# Chewed wire insulation. Is there an approved repair?



## sgip2000 (Sep 24, 2012)

First off, address the rodent problem first. Otherwise, you'll be fixing more wires.

If the inner insulation isn't chewed, you can use electrical tape or heat shrink tubing. Maybe even a piece of split loom tubing.

Would it be possible to twist a new wire onto the end of this one in the bathroom and pull it through to a junction location?


----------



## Maine1 (Nov 11, 2012)

It feels like the wire is probably stapled along the way to the bathroom switch. 

I can see the copper for the hot wire (black) but it is intact. I cant imagine why protecting it with shrink tube and making sure its secure would cause any problems. I will wait to hear the general consensus on this first. 

Thanks!


----------



## kbsparky (Sep 11, 2008)

Heat shrink would be an appropriate repair


----------



## sublime2 (Mar 21, 2012)

Maine1 said:


> It feels like the wire is probably stapled along the way to the bathroom switch.
> 
> I can see the copper for the hot wire (black) but it is intact. I cant imagine why protecting it with shrink tube and making sure its secure would cause any problems. I will wait to hear the general consensus on this first.
> 
> Thanks!


Agreed!


----------



## rrolleston (Oct 17, 2011)

> [Request A] Going by the forum thread on chewed wire insulation, list every date it shows, in the order they appear.
> [Request B] Copy from the forum thread the passage between "## sgip2000 (Sep" and "(Nov 11, 2012)", inclusive.

> [Supplied records]
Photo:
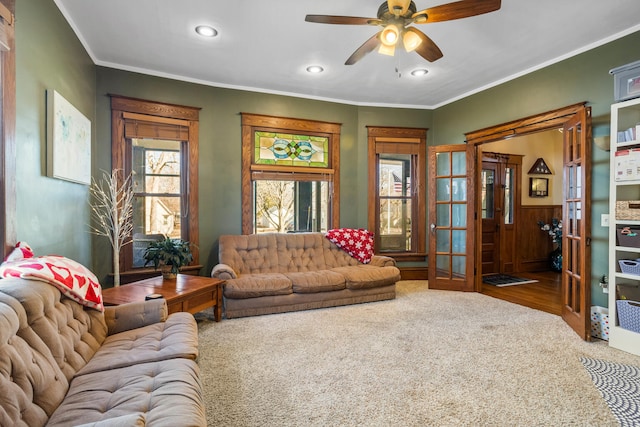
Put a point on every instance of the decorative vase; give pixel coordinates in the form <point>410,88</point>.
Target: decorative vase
<point>555,260</point>
<point>166,272</point>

> [Final answer A]
Sep 24, 2012
Nov 11, 2012
Sep 11, 2008
Mar 21, 2012
Oct 17, 2011

> [Final answer B]
## sgip2000 (Sep 24, 2012)

First off, address the rodent problem first. Otherwise, you'll be fixing more wires.

If the inner insulation isn't chewed, you can use electrical tape or heat shrink tubing. Maybe even a piece of split loom tubing.

Would it be possible to twist a new wire onto the end of this one in the bathroom and pull it through to a junction location?


----------



## Maine1 (Nov 11, 2012)